Foi demarcada em Varsóvia, na Polônia, uma área de 13 mil m2, no local em que antes da II Guerra Mundial ficava o bairro judaico, em frente ao Monumento dos Heróis do Gueto, da renomada escultora N. Rappaport.
Exatamente nessa área se localizava o Gueto de Varsóvia e é onde será construído, nos próximos anos, o Museu da História dos Judeus Poloneses que, como o nome diz, será dedicado à história da comunidade judaica no país. Para o diretor do projeto, Jerzy Halbersztadt, as novas instalações serão uma espécie de museu virtual, uma mescla de conteúdos e tecnologia interativa. “Ao invés de organizar mostras tradicionais com bases e caixas de vidro, o museu utilizará imagens de computador, filmes, bancos de dados e outros recursos visuais e interativos para contar a história dos judeus na Polônia”.
Uma das seções do museu será composta pela reconstituição, em tamanho natural, de uma das ruas do bairro judaico de Varsóvia, antes da II Guerra Mundial. Nesse local, serão utilizados som, fotografias, slides e imagens em movimento para dar aos visitantes uma sensação do cotidiano de seus habitantes. A seção destinada ao Holocausto será uma espécie de caixa cercada por um muro. “Este recurso ajudará a criar um ambiente de isolamento e de perigo, além do fato de estar circunscrito em si mesmo”, disse Halbersztadt, em uma recente entrevista.

TAREFAS:
1. Segundo o texto sobre o Museu da História dos Judeus Poloneses, que recursos serão usados na reconstituição da rua do bairro judaico? Liste todos.
2. Reúna todas as linhas da listagem que contêm a palavra "woman".

DADOS REGISTRADOS:
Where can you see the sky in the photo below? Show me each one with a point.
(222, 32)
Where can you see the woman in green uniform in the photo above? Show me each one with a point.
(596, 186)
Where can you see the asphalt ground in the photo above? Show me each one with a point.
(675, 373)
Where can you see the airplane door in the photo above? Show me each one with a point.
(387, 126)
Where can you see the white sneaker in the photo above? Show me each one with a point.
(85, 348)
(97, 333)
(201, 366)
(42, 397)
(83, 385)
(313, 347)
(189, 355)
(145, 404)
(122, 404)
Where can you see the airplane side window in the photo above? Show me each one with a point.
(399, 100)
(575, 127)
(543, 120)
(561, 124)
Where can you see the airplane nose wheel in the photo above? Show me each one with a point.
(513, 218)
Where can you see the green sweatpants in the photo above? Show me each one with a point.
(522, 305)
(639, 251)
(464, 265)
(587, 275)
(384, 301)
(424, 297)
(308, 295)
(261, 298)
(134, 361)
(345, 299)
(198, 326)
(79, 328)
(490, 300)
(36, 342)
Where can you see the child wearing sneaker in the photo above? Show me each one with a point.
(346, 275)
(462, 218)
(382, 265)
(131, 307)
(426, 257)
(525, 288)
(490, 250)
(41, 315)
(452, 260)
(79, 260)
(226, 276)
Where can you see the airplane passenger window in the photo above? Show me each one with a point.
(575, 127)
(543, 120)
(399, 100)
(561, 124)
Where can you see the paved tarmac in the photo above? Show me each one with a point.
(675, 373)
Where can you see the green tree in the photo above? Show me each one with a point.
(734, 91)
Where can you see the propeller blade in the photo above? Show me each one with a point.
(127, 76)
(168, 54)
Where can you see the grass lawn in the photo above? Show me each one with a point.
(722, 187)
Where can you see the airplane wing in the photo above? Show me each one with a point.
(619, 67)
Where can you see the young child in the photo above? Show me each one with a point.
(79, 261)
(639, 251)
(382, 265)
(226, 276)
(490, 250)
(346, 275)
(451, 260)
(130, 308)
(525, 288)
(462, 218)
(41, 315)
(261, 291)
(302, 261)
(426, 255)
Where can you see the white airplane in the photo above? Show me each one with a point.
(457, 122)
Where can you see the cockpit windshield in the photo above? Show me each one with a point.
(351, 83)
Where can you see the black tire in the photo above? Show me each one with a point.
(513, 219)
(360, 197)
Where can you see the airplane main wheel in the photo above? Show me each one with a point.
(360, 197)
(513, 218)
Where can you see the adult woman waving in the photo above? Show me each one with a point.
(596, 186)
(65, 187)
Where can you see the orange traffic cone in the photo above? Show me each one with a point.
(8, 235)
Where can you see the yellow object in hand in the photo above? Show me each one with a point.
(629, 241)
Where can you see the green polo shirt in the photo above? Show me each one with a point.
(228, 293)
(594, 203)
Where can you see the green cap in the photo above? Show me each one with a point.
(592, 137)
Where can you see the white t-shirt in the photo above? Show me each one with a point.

RESULTADOS DO EXERCÍCIO:
1.
- som
- fotografias
- slides
- imagens em movimento

2.
Where can you see the woman in green uniform in the photo above? Show me each one with a point.
Where can you see the adult woman waving in the photo above? Show me each one with a point.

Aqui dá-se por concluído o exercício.